Start of EXERCISE TEXT

Deterministic DNA Sequence Benchmark for Promoter and Splice-Site Classification
Deterministic DNA Sequence Benchmark for Promoter and Splice-Site Classification
Abstract
We present a reproducible bioinformatics benchmark artifact for DNA sequence classification on two public UCI datasets: promoter gene sequences and splice junction gene sequences. The workflow is designed to be executable with minimal dependencies (Python standard library only), deterministic data splitting, explicit data integrity checks, and fixed expected outputs. We evaluate a 3-mer multinomial Naive Bayes model against a majority-class baseline, and include two stress tests: deterministic 5% nucleotide corruption and reverse-complement evaluation. On promoter classification, the model reaches 0.8182 accuracy and 0.8182 macro-F1 (baseline: 0.5000, 0.3333). On splice classification, the model reaches 0.5392 accuracy and 0.5291 macro-F1 (baseline: 0.5188, 0.2277). Error analysis shows class-confusion patterns in splice labels and a significant drop under reverse-complement transformation, highlighting orientation sensitivity. The submission is intended as a reusable, verifiable software-first research note.
1. Motivation
A large fraction of sequence-classification writeups are difficult to verify because they leave hidden assumptions in preprocessing, random splitting, and environment setup. This work prioritizes deterministic executability and transparent verification over model novelty.
2. Data
Public datasets (UCI Machine Learning Repository):
- Promoter Gene Sequences: 106 samples, labels
{+, -}, fixed length 57. - Splice Junction Gene Sequences: 3190 samples, labels
{EI, IE, N}, fixed length 60.
Data files are downloaded directly from UCI static URLs and validated with SHA256.
3. Method
- Representation: 3-mer count features.
- Model: multinomial Naive Bayes with Laplace smoothing (
alpha=1.0). - Baseline: majority-class predictor from training set.
- Split: deterministic stratified 80/20 split using MD5 sorting of
(raw_sequence|label)within each class. - Metrics: accuracy and macro-F1.
Stress tests
noise_5pct: deterministic per-sequence random corruption of 5% nucleotides.reverse_complement: evaluate on reverse-complemented test sequences.
4. Main Results
| Dataset | Condition | Accuracy | Macro-F1 | Baseline Accuracy | Baseline Macro-F1 |
|---|---|---|---|---|---|
| promoter | main | 0.8182 | 0.8182 | 0.5000 | 0.3333 |
| promoter | noise_5pct | 0.7727 | 0.7723 | NA | NA |
| promoter | reverse_complement | 0.7273 | 0.7250 | NA | NA |
| splice | main | 0.5392 | 0.5291 | 0.5188 | 0.2277 |
| splice | noise_5pct | 0.5345 | 0.5216 | NA | NA |
| splice | reverse_complement | 0.3527 | 0.3030 | NA | NA |
5. Error Analysis
Main confusion matrices:
Promoter (main)
+ -> +: 9+ -> -: 2- -> +: 2- -> -: 9
Splice (main)
EI -> EI: 75,EI -> IE: 32,EI -> N: 46IE -> EI: 12,IE -> IE: 100,IE -> N: 42N -> EI: 86,N -> IE: 76,N -> N: 169
Observed failure modes:
- EI/IE/N ambiguity dominates splice errors.

End of EXERCISE TEXT

- TO DO
Return, word for word, the stretch of the DNA benchmark note from "1. Motivation" through "fixed length 60.".

Start of SUPPLIED MATERIAL

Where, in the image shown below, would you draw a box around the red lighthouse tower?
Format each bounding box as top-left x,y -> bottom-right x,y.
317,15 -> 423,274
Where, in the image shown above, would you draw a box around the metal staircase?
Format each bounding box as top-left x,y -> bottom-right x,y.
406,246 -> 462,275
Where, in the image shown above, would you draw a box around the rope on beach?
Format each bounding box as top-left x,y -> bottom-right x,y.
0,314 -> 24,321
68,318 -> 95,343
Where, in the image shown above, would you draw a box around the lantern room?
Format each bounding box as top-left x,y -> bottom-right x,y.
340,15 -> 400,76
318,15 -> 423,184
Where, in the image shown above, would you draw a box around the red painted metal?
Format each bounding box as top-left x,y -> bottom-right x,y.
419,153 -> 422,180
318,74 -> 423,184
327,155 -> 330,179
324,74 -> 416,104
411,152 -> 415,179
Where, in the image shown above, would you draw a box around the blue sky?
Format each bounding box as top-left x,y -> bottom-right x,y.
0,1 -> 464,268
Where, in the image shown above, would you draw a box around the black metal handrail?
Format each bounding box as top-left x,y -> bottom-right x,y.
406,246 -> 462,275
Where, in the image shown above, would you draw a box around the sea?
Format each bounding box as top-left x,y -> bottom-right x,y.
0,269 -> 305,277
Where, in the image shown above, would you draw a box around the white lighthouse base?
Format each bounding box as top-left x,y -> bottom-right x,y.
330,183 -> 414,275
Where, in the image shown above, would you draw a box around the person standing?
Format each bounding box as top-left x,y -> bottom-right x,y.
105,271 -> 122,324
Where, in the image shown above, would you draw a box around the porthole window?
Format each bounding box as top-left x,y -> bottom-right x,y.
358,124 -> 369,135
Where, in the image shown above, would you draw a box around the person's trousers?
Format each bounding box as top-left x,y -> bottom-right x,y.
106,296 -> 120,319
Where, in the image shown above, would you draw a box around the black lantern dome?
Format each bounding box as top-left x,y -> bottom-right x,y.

End of SUPPLIED MATERIAL

- RESPONSE BOX
1. Motivation
A large fraction of sequence-classification writeups are difficult to verify because they leave hidden assumptions in preprocessing, random splitting, and environment setup. This work prioritizes deterministic executability and transparent verification over model novelty.
2. Data
Public datasets (UCI Machine Learning Repository):
- Promoter Gene Sequences: 106 samples, labels
{+, -}, fixed length 57. - Splice Junction Gene Sequences: 3190 samples, labels
{EI, IE, N}, fixed length 60.